◆ **Region outline entries**
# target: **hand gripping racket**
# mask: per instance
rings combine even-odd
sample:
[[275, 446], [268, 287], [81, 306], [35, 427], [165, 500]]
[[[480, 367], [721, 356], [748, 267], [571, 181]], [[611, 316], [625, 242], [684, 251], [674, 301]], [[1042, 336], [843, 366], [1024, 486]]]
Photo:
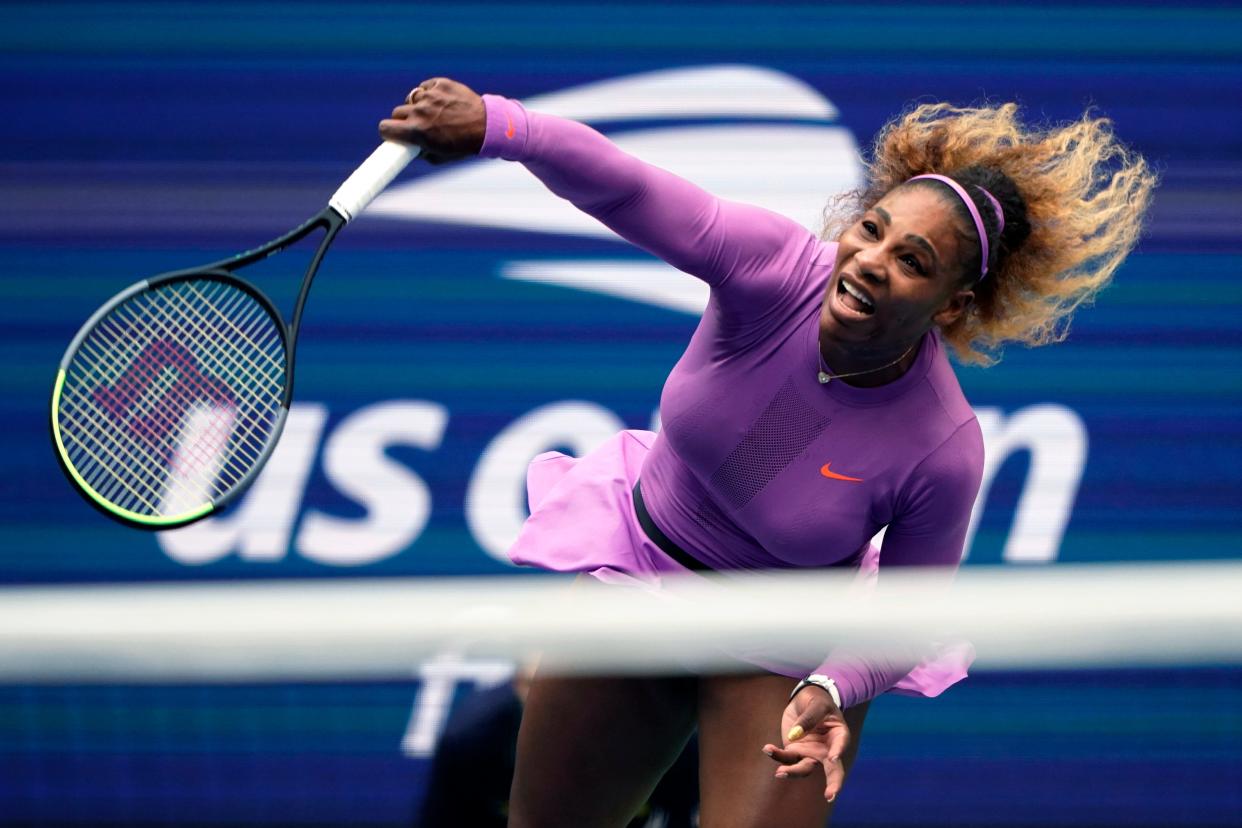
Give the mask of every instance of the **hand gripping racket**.
[[[225, 506], [272, 453], [293, 396], [302, 309], [340, 228], [419, 154], [385, 142], [309, 221], [262, 247], [133, 284], [87, 319], [52, 389], [52, 442], [104, 514], [169, 529]], [[315, 230], [293, 322], [235, 272]]]

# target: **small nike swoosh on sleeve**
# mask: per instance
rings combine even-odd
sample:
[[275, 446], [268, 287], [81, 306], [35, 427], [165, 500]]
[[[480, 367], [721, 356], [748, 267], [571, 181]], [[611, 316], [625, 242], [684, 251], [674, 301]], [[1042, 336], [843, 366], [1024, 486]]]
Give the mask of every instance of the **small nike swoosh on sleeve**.
[[861, 477], [846, 477], [845, 474], [837, 474], [836, 472], [828, 468], [830, 466], [832, 466], [832, 463], [825, 463], [823, 467], [820, 469], [820, 474], [831, 480], [848, 480], [850, 483], [862, 483]]

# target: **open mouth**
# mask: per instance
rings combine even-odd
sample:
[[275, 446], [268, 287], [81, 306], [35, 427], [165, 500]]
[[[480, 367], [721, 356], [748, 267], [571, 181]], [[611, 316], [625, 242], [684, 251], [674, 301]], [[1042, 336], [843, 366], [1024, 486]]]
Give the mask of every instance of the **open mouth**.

◆ **Exercise**
Output every one of the lines above as a numbered list, skipping any blank lines and leaving the pictures out of your answer.

◆ **Solution**
1. # target: **hand gripping racket**
2. # mask: per instance
3. rings combine even-odd
4. sample:
5. [[275, 446], [268, 287], [81, 306], [35, 427], [165, 500]]
6. [[[480, 367], [721, 356], [748, 267], [571, 181]], [[611, 316], [625, 242], [684, 251], [674, 301]], [[1042, 336], [843, 366], [1024, 486]]]
7. Photo:
8. Give the mask of every instance of the **hand gripping racket**.
9. [[[225, 506], [272, 453], [293, 396], [302, 309], [340, 228], [419, 154], [385, 142], [309, 221], [262, 247], [133, 284], [87, 319], [52, 389], [52, 442], [104, 514], [169, 529]], [[315, 230], [293, 322], [235, 272]]]
10. # target: **small nike swoosh on sleeve**
11. # mask: per instance
12. rings combine even-odd
13. sample:
14. [[275, 446], [268, 287], [81, 306], [35, 427], [165, 500]]
15. [[[480, 367], [721, 356], [748, 267], [571, 181]], [[611, 316], [625, 242], [684, 251], [674, 301]], [[1042, 336], [843, 366], [1024, 486]]]
16. Give the mask of every instance of the **small nike swoosh on sleeve**.
17. [[861, 477], [846, 477], [845, 474], [837, 474], [836, 472], [828, 468], [830, 466], [832, 466], [832, 463], [825, 463], [823, 467], [820, 469], [820, 474], [831, 480], [848, 480], [850, 483], [862, 483]]
18. # target: **open mouth**
19. # mask: per instance
20. rings combine even-odd
21. sample:
22. [[275, 446], [268, 287], [81, 306], [35, 427], [165, 500]]
23. [[[480, 367], [721, 356], [748, 267], [571, 181]], [[611, 316], [625, 242], [684, 251], [674, 301]], [[1042, 336], [843, 366], [1024, 486]]]
24. Give the mask of every instance of the **open mouth**.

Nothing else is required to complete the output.